Extract to read below:

Lenza et al. [21], stated that MRI, MRA and US, are useful tools to identify massive rotator cuff tears in a population of patients included in a waiting list for surgery. Diagnostic performance of imaging decreases in line with the reduction of size the lesion. Moreover, the available studies generally present weak methodological quality and heterogeneity of the included populations. Indeed, the diagnostic accuracy of these tools dramatically decreases when applied in populations with poorly defined clinical features of association between structural lesions and symptoms [23].

Clinical usefulness and relevance

In 2013 a Cochrane editorial debated the diagnostic accuracy of imaging [24]; it was argued that the presence of asymptomatic rotator cuff tears [25] represents the “elephant in the room” responsible to challenge the relevance of diagnostic imaging. Some observational studies confirm this perspective: Girish stated that up to 2/3 of people with a rotator cuff lesion are asymptomatic [26] and rotator cuff tears are common in symptomatic and asymptomatic populations [27].

Usually, in patients with SP, there is uncertainty concerning the cause of pain and which risk factors are relevant to the onset of symptoms. Some authors suggest that the possibility of symptoms increases with the size of rotator cuff tear [28], while other authors proposed that the development of symptoms is mostly correlated to other non-structural factors, such as gender, age and psychosocial factors [29, 30]. Thus, clinical interpretation of diagnostic imaging in patients with SP remains controversial, suggesting that the biomechanical classification system is unsuitable (Fig. 1).

Fig. 1
figure 1

Inconsistency of diagnostic labels in SP. The weak correlation between structural factors and shoulder pain, together with the limited diagnostic value of bio-imaging and clinical tests, caused a lack of uniformity in diagnostic labelling

Are integrative procedures of assessment available?

The lack of reliability of clinical tests and limited usefulness of diagnostic imaging led some authors to suggest the integration of different assessment strategies, more pragmatic and focused on the results of functional assessment [31,32,33]. The existing proposals include: the shoulder symptom modification procedure (SSMP) [31], the staged approach for rehabilitation classification: shoulder disorders (STAR-shoulder) [32] and the Klintberg proposal [33] that synthesize a consensus statement of several shoulder rehabilitation experts (see Table 1).

Table 1 Characteristics of existingproposals of assessment strategies

Is it the time to move towards an integrated clinical framework for the assessment and treatment of SP?

These current approaches have evolved as a consequence of the uncertainty in biomedical model, but they still present some limitations that reduce their ability to interpret comprehensively all the features of SP. The STAR-shoulder classification and SSMP do not assess the contribution of central sensitization (CS) [31, 32]. Klintberg et al., propose a pure mechanist approach based on a diagnostic algorithm for the assessment of movement patterns [33]. Moreover, excluding SSMP [34], the reliability of the existing proposals is still lacking.

Moving from the existing proposals, we have tried to overcome the limits of exclusively mechanistic classification and to create a framework for assessment and treatment of SP that integrates and includes them in a bio-psychosocial perspective (Fig. 2). Anamnesis, physical assessment, triage and treatment are the four clinical procedures mainly affected by the implementation of our clinical perspective.

End of Extract to read.
Given data below:

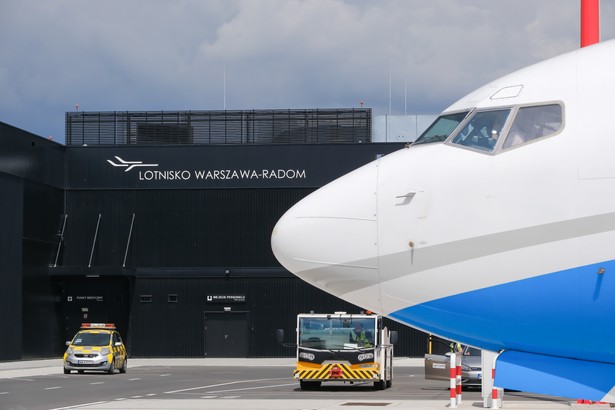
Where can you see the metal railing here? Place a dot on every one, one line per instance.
(219, 127)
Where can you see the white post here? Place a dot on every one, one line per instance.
(495, 403)
(487, 357)
(453, 379)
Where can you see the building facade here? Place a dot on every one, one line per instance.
(164, 228)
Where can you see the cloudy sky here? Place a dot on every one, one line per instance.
(143, 55)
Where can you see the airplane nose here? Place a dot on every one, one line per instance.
(329, 238)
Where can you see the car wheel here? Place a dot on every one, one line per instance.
(380, 385)
(111, 367)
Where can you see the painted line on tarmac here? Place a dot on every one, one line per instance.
(79, 405)
(252, 388)
(223, 384)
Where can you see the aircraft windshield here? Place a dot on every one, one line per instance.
(336, 333)
(483, 130)
(534, 122)
(441, 128)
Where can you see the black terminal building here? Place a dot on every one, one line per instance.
(160, 222)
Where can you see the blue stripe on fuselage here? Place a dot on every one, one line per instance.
(568, 313)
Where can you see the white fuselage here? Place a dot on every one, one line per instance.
(505, 248)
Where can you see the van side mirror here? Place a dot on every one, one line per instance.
(279, 335)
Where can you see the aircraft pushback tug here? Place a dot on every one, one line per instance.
(342, 347)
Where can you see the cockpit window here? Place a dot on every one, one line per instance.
(534, 122)
(441, 128)
(483, 130)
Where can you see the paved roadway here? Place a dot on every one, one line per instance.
(225, 384)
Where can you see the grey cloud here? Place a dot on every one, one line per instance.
(166, 55)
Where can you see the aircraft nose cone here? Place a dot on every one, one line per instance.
(329, 238)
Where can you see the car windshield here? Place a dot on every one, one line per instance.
(441, 128)
(91, 339)
(336, 333)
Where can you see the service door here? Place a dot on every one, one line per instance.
(226, 334)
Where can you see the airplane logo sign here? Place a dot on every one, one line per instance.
(129, 164)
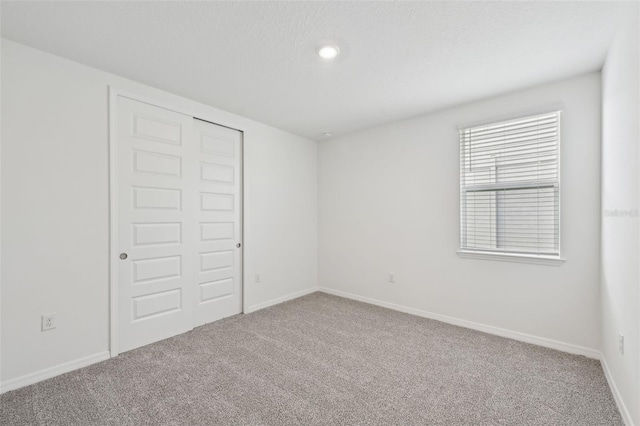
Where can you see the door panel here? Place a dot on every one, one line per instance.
(157, 223)
(219, 215)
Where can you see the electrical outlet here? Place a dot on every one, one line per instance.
(621, 343)
(48, 322)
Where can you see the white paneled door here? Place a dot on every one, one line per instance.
(179, 223)
(219, 275)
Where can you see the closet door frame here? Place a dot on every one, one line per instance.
(114, 252)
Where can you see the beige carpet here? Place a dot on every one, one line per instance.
(324, 360)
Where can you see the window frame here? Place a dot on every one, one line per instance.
(512, 256)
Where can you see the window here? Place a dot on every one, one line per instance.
(510, 188)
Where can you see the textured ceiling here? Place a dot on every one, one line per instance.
(258, 59)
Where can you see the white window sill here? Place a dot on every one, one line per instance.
(511, 257)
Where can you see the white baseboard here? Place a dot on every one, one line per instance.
(515, 335)
(47, 373)
(624, 412)
(278, 300)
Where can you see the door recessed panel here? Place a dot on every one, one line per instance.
(216, 260)
(153, 305)
(217, 173)
(215, 231)
(216, 202)
(217, 145)
(152, 162)
(156, 198)
(146, 270)
(157, 129)
(215, 290)
(145, 234)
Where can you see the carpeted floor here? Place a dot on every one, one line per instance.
(324, 360)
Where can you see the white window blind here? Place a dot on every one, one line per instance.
(510, 186)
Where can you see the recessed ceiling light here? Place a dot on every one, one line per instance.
(328, 51)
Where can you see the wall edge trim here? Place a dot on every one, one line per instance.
(502, 332)
(56, 370)
(281, 299)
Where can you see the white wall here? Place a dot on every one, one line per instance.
(389, 203)
(620, 294)
(55, 219)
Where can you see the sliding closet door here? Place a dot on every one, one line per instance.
(219, 215)
(156, 223)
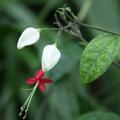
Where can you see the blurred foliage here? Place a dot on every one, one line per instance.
(66, 99)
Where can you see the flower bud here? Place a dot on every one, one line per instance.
(50, 57)
(29, 36)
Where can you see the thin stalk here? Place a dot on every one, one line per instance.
(96, 28)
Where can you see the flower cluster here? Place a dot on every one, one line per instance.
(50, 58)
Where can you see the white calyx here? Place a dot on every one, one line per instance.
(29, 36)
(50, 57)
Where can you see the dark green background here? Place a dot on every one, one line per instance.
(67, 98)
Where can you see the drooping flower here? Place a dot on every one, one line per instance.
(50, 57)
(29, 36)
(41, 81)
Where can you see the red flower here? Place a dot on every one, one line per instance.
(39, 78)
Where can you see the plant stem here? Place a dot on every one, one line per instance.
(96, 28)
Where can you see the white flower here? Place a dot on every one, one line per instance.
(50, 57)
(29, 36)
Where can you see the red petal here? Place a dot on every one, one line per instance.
(47, 80)
(40, 74)
(42, 87)
(31, 80)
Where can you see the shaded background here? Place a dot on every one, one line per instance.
(66, 99)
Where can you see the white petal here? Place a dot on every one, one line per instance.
(29, 36)
(50, 57)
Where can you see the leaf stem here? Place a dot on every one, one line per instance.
(96, 28)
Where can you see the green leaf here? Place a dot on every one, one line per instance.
(98, 56)
(99, 116)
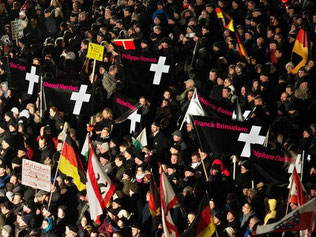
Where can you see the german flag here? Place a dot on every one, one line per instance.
(70, 164)
(301, 48)
(203, 225)
(241, 49)
(154, 198)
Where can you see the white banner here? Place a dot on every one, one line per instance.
(36, 175)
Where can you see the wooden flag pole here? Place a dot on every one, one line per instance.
(288, 199)
(202, 160)
(234, 167)
(302, 164)
(92, 81)
(57, 168)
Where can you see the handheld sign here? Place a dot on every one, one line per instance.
(95, 51)
(36, 175)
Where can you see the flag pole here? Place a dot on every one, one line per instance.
(186, 113)
(205, 173)
(313, 221)
(302, 164)
(234, 167)
(57, 168)
(202, 160)
(288, 198)
(92, 82)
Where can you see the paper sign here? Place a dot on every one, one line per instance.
(36, 175)
(95, 51)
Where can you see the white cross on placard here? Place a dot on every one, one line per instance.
(252, 138)
(32, 78)
(80, 97)
(134, 117)
(159, 68)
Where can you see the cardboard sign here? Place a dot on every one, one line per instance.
(36, 175)
(95, 51)
(17, 29)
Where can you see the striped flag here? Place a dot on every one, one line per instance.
(168, 200)
(100, 188)
(301, 48)
(203, 225)
(85, 147)
(127, 44)
(70, 164)
(301, 218)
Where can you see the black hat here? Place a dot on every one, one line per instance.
(73, 228)
(217, 44)
(174, 176)
(165, 40)
(291, 106)
(303, 79)
(135, 225)
(177, 133)
(22, 148)
(177, 147)
(27, 219)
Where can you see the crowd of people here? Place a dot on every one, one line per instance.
(206, 57)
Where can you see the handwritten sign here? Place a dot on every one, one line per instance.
(95, 51)
(36, 175)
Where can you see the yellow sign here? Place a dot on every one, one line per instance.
(95, 51)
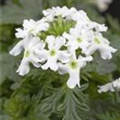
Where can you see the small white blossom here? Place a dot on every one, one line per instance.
(30, 45)
(53, 54)
(31, 27)
(76, 39)
(73, 69)
(49, 46)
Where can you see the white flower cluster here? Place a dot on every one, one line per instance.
(112, 86)
(65, 52)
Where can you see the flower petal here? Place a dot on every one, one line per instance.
(17, 49)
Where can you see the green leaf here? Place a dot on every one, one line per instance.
(8, 68)
(66, 103)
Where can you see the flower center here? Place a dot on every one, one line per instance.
(52, 52)
(97, 40)
(58, 27)
(79, 40)
(73, 64)
(26, 54)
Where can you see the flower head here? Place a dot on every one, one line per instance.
(64, 40)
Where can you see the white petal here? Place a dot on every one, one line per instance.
(62, 69)
(24, 67)
(74, 79)
(106, 51)
(51, 63)
(51, 41)
(64, 56)
(17, 49)
(60, 41)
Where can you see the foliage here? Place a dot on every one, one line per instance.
(43, 95)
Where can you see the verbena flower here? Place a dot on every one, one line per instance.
(103, 4)
(64, 40)
(112, 86)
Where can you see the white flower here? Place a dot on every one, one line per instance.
(31, 27)
(53, 54)
(102, 45)
(112, 86)
(103, 4)
(80, 16)
(63, 53)
(76, 39)
(73, 69)
(58, 11)
(29, 45)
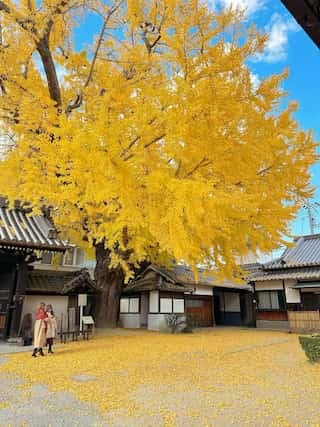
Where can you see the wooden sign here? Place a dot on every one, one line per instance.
(82, 299)
(87, 320)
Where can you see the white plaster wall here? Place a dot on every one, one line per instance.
(32, 302)
(203, 290)
(292, 295)
(154, 301)
(157, 322)
(269, 285)
(130, 320)
(231, 302)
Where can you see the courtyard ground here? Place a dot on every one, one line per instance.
(217, 377)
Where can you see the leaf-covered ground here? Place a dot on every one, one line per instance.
(217, 377)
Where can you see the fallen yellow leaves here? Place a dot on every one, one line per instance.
(238, 377)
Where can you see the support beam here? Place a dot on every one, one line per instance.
(307, 14)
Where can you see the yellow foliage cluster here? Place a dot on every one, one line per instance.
(159, 130)
(209, 378)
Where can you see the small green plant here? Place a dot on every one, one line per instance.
(176, 322)
(311, 346)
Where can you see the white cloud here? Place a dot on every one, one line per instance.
(278, 31)
(250, 6)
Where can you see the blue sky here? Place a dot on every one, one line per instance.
(288, 47)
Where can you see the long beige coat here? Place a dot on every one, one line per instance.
(51, 326)
(39, 335)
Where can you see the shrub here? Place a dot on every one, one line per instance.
(311, 346)
(176, 322)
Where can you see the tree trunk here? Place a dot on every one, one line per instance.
(109, 282)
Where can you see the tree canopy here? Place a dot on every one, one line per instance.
(153, 138)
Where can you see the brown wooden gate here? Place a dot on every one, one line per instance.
(4, 312)
(199, 311)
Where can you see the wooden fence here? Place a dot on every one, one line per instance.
(68, 326)
(304, 321)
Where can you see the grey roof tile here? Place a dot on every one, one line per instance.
(20, 230)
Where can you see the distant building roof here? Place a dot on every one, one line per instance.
(304, 252)
(59, 282)
(302, 273)
(178, 278)
(307, 14)
(301, 261)
(18, 229)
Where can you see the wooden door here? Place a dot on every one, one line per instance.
(199, 311)
(4, 313)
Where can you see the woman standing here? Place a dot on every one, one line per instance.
(39, 337)
(51, 327)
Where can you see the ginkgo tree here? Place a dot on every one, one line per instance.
(150, 142)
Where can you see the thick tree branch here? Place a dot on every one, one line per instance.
(78, 102)
(50, 70)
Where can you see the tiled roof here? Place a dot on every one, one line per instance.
(305, 252)
(58, 282)
(20, 230)
(302, 273)
(182, 276)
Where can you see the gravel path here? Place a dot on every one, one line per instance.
(36, 406)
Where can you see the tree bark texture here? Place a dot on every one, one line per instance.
(109, 282)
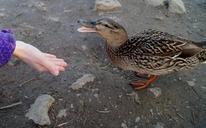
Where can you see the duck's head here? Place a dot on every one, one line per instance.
(114, 33)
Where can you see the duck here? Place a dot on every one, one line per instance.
(150, 52)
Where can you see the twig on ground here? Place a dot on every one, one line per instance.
(62, 124)
(27, 81)
(11, 105)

End of Given data.

Name the clinical procedures that the passage on shoulder pain says are mainly affected by implementing the authors' clinical perspective. Rely solely on the passage on shoulder pain, not on the rows or outside knowledge.

[Answer to this problem]: Anamnesis, physical assessment, triage and treatment.